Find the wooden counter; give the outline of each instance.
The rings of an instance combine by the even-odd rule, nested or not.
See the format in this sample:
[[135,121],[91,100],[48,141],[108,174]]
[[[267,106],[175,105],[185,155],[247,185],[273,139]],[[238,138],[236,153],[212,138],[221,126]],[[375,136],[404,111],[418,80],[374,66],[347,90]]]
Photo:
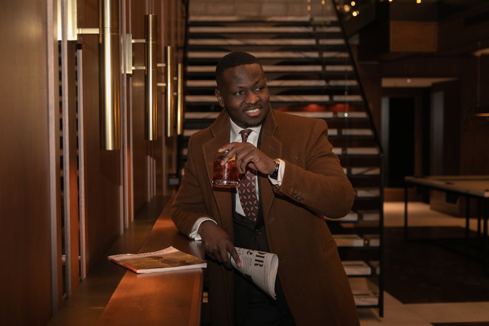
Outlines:
[[[201,241],[189,240],[177,231],[170,217],[171,203],[163,209],[139,253],[171,245],[203,258]],[[202,268],[142,274],[128,271],[97,325],[198,326],[203,279]]]
[[[169,246],[203,258],[201,241],[180,234],[170,217],[173,198],[149,204],[107,255]],[[48,326],[195,325],[200,321],[203,269],[137,274],[103,257]]]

Aim →
Put every line of the data into a JSON list of strings, one string per line, with blank lines left out. Leave the pictures out.

Correct response →
[
  "Find the wooden counter; give the outline of each instance.",
  "The rings of an instance combine by the even-odd rule, nested or not.",
  "See the format in this sample:",
  "[[135,121],[91,100],[48,141],[108,174]]",
  "[[[267,106],[175,105],[185,155],[247,185],[273,139]],[[238,138],[236,153],[212,138],[221,126]],[[375,136],[404,111],[418,80],[374,66],[347,90]]]",
  "Photo:",
  "Outlines:",
  "[[[201,241],[189,240],[177,231],[170,217],[171,203],[163,209],[139,253],[171,245],[203,258]],[[202,268],[142,274],[128,271],[97,325],[198,326],[203,279]]]",
  "[[[169,246],[203,258],[201,241],[180,234],[170,217],[173,198],[149,204],[107,255]],[[48,326],[195,325],[200,321],[203,269],[137,274],[103,257]]]"
]